JOB
Reproduce the lines below exactly, from the line containing "Please mark every instance of the white petal" through the final line, including both.

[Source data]
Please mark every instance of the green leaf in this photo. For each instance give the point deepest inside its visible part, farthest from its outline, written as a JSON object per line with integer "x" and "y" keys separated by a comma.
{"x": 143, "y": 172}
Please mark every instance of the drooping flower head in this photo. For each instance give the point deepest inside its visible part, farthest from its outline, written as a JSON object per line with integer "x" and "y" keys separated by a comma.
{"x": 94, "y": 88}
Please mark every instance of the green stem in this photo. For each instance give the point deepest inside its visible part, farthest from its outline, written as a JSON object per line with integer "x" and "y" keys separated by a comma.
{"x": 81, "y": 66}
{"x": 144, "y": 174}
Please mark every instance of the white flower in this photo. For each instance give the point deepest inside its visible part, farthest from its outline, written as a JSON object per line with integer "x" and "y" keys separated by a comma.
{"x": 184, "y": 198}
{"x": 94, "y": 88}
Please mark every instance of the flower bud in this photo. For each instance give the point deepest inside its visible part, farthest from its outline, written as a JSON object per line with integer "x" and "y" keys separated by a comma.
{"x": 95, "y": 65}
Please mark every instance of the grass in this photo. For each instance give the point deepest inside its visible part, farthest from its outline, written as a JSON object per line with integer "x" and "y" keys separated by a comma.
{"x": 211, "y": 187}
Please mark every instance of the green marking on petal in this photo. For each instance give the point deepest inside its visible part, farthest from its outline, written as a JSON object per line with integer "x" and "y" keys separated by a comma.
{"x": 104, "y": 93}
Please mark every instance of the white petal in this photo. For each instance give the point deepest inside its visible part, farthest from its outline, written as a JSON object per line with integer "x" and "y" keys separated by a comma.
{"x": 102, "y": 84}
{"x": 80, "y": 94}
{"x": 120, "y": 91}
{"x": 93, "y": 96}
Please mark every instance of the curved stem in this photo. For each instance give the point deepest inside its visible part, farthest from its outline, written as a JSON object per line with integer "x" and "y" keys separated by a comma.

THE COMPLETED TASK
Please mark every instance of the white petal in this photo. For each instance give the point deepest inside its visible part, farthest from its outline, written as a JSON object per line with integer "x" and "y" keys separated by a comma.
{"x": 102, "y": 84}
{"x": 80, "y": 94}
{"x": 120, "y": 91}
{"x": 93, "y": 96}
Please mark every instance of the curved stem in this photo. For each instance give the point deepest inside its visible part, farthest from its outline, written as a JSON object per line with integer "x" and "y" keys separated by a comma.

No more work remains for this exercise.